» **Objetivo de la tarea**:
Cita palabra por palabra el texto completo sobre Cristo, la vid y la Iglesia.

» **Texto proporcionado**:
6. Permanecer en Cristo significa, como ya hemos visto, permanecer también en la Iglesia. Toda la comunidad de los creyentes está firmemente unida en Cristo, la vid. En Cristo, todos nosotros estamos unidos. En esta comunidad, Él nos sostiene y, al mismo tiempo, todos los miembros se sostienen recíprocamente. Juntos resistimos a las tempestades y ofrecemos protección unos a otros. Nosotros no creemos solos, creemos con toda la Iglesia de todo lugar y de todo tiempo, con la Iglesia que está en el cielo y en la tierra.
7. La Iglesia como mensajera de la Palabra de Dios y dispensadora de los sacramentos nos une a Cristo, la verdadera vid. La Iglesia, en cuanto “plenitud y el complemento del Redentor” – como la llamaba Pío XII – (Mystici corporis, AAS 35 [1943] p. 230: “plenitudo et complementum Redemptoris”) es para nosotros prenda de la vida divina y mediadora de los frutos de los que habla la parábola de la vid. Así, la Iglesia es el don más bello de Dios. Por eso san Agustín podía decir: “Cada uno posee el Espíritu Santo en la medida en que uno ama a la Iglesia” (In Ioan. Ev. Tract. 32, 8 [PL 35, 1646]). Con la Iglesia y en la Iglesia podemos anunciar a todos los hombres que Cristo es la fuente de la vida, que Él está presente, que Él es la gran realidad que buscamos y anhelamos. Él se entrega a sí mismo y así nos da a Dios, la felicidad, el amor. Quien cree en Cristo, tiene futuro. Porque Dios no quiere lo que es árido, muerto, artificial, lo que al final es desechado, sino que quiere lo que es fecundo y vivo, la vida en abundancia, y Él nos da la vida en abundancia.

» **Contenido de datos**:
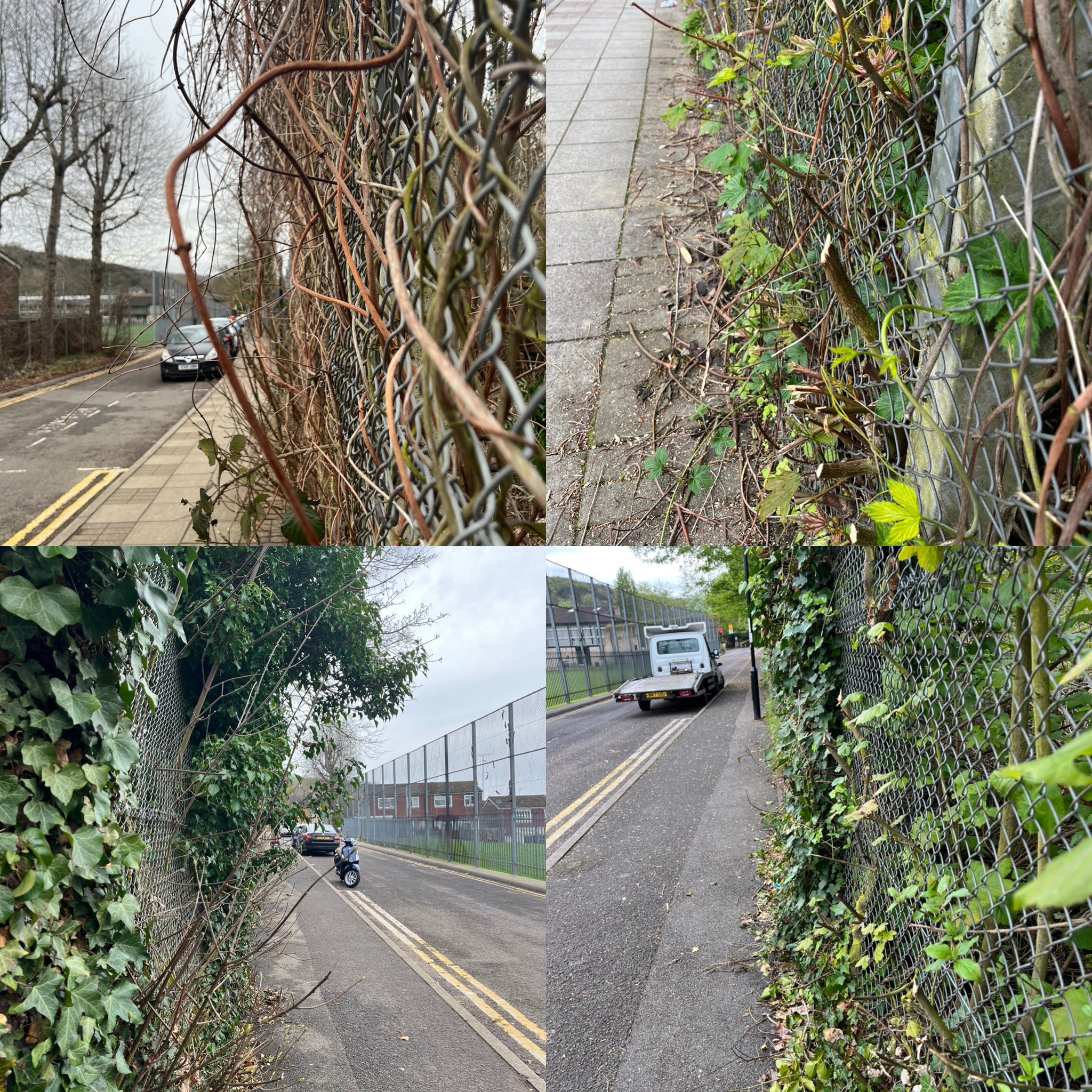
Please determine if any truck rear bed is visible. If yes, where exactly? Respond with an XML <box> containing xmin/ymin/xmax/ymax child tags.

» **Respuesta completa**:
6. Permanecer en Cristo significa, como ya hemos visto, permanecer también en la Iglesia. Toda la comunidad de los creyentes está firmemente unida en Cristo, la vid. En Cristo, todos nosotros estamos unidos. En esta comunidad, Él nos sostiene y, al mismo tiempo, todos los miembros se sostienen recíprocamente. Juntos resistimos a las tempestades y ofrecemos protección unos a otros. Nosotros no creemos solos, creemos con toda la Iglesia de todo lugar y de todo tiempo, con la Iglesia que está en el cielo y en la tierra.
7. La Iglesia como mensajera de la Palabra de Dios y dispensadora de los sacramentos nos une a Cristo, la verdadera vid. La Iglesia, en cuanto “plenitud y el complemento del Redentor” – como la llamaba Pío XII – (Mystici corporis, AAS 35 [1943] p. 230: “plenitudo et complementum Redemptoris”) es para nosotros prenda de la vida divina y mediadora de los frutos de los que habla la parábola de la vid. Así, la Iglesia es el don más bello de Dios. Por eso san Agustín podía decir: “Cada uno posee el Espíritu Santo en la medida en que uno ama a la Iglesia” (In Ioan. Ev. Tract. 32, 8 [PL 35, 1646]). Con la Iglesia y en la Iglesia podemos anunciar a todos los hombres que Cristo es la fuente de la vida, que Él está presente, que Él es la gran realidad que buscamos y anhelamos. Él se entrega a sí mismo y así nos da a Dios, la felicidad, el amor. Quien cree en Cristo, tiene futuro. Porque Dios no quiere lo que es árido, muerto, artificial, lo que al final es desechado, sino que quiere lo que es fecundo y vivo, la vida en abundancia, y Él nos da la vida en abundancia.